▶ 要做的事:
1: 在讲三数之和的文章里，第一题的代码进入循环之前先对 nums 做了什么？
2: 请接着讲三数之和的文章往下写，从它最后一行之后续上。

1. 三数之和 (15)
给你一个整数数组 nums ,判断是否存在三元组 [nums[i], nums[j], nums[k]] 满足 i != j、i != k 且 j != k ,同时还满足 nums[i] + nums[j] + nums[k] == 0 。请
你返回所有和为 0 且不重复的三元组。
class Solution {
public List<List<Integer>> threeSum(int[] nums) {
List<List<Integer>> res = new ArrayList<>();
Arrays.sort(nums);
for (int first = 0; first < nums.length; first++) {
if(first>0 && nums[first] == nums[first-1])
continue;
int third = nums.length-1;
int target = -nums[first];
for (int second = first+1; second <third ; second++) {
if(second>first+1 && nums[second] ==nums[second-1])
continue;
while(second<third && nums[second]+nums[third] > target)
third--;
if(second == third)
break;
if ( nums[second]+nums[third]==target){
ArrayList<Integer> list = new ArrayList<>();
list.add(nums[first]);
list.add(nums[second]);
list.add(nums[third]);
res.add(list);
}
}
}
return res;
}
}
2. 最接近的三数之和(16)
给你一个长度为 n 的整数数组 nums 和 一个目标值 target。请你从 nums 中选出三个整数,使它们的和与 target 最接近。
class Solution {
public int threeSumClosest(int[] nums, int target) {
int best = Integer.MAX_VALUE;
Arrays.sort(nums);
for (int first = 0; first < nums.length ; first++) {
if(first>0 && nums[first]==nums[first-1])

▶ 收集的数据:
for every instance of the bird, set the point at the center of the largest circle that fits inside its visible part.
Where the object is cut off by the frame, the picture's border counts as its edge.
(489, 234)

▶ 任务答案:
1: 用 Arrays.sort(nums) 给数组排序。

2:
continue;
int second = first+1;
int third = nums.length-1;
while ( second <third) {
int sum = nums[first]+nums[second]+nums[third];
if(sum ==target)
return sum;
if( Math.abs(sum-target) <Math.abs(best-target)){
best = sum;
}
if (sum >target){
int right = third-1;
while (second<right && nums[right]== nums[third])
right--;
third =right;
}else {
int left = second + 1;
while (left < third && nums[left] == nums[second])
left++;
second = left;
}
}
}
return best;
}
}
3. 电话号码的组合(17)
给定一个仅包含数字 2-9 的字符串,返回所有它能表示的字母组合。答案可以按 任意顺序 返回。
class Solution {
public List<String> letterCombinations(String digits) {
ArrayList<String> res = new ArrayList<>();
if (digits == null || digits.length() == 0)
return res;
StringBuffer combination = new StringBuffer();
backstack(res, digits, 0, combination);
return res;
}
HashMap<Character, String> map = new HashMap<Character, String>() {{
put('2', "abc");
put('3', "def");
put('4', "ghi");
put('5', "jkl");
put('6', "mno");
put('7', "pqrs");
put('8', "tuv");
put('9', "wxyz");
}};
private void backstack(ArrayList<String> res, String digits, int index, StringBuffer combination) {
if (index == digits.length())
res.add(combination.toString());
else {
String letters = map.get(digits.charAt(index));
for (int i = 0; i < letters.length(); i++) {
combination.append(letters.charAt(i));
backstack(res, digits, index + 1, combination);
combination.deleteCharAt(index);
}
}
}
}
4. 四数之和(18)
给你一个由 n 个整数组成的数组 nums ,和一个目标值 target 。请你找出并返回满足下述全部条件且不重复的四元组 [nums[a], nums[b], nums[c], nums[d]] (若两个四元组元素一一对应,则认为两个四元组重复)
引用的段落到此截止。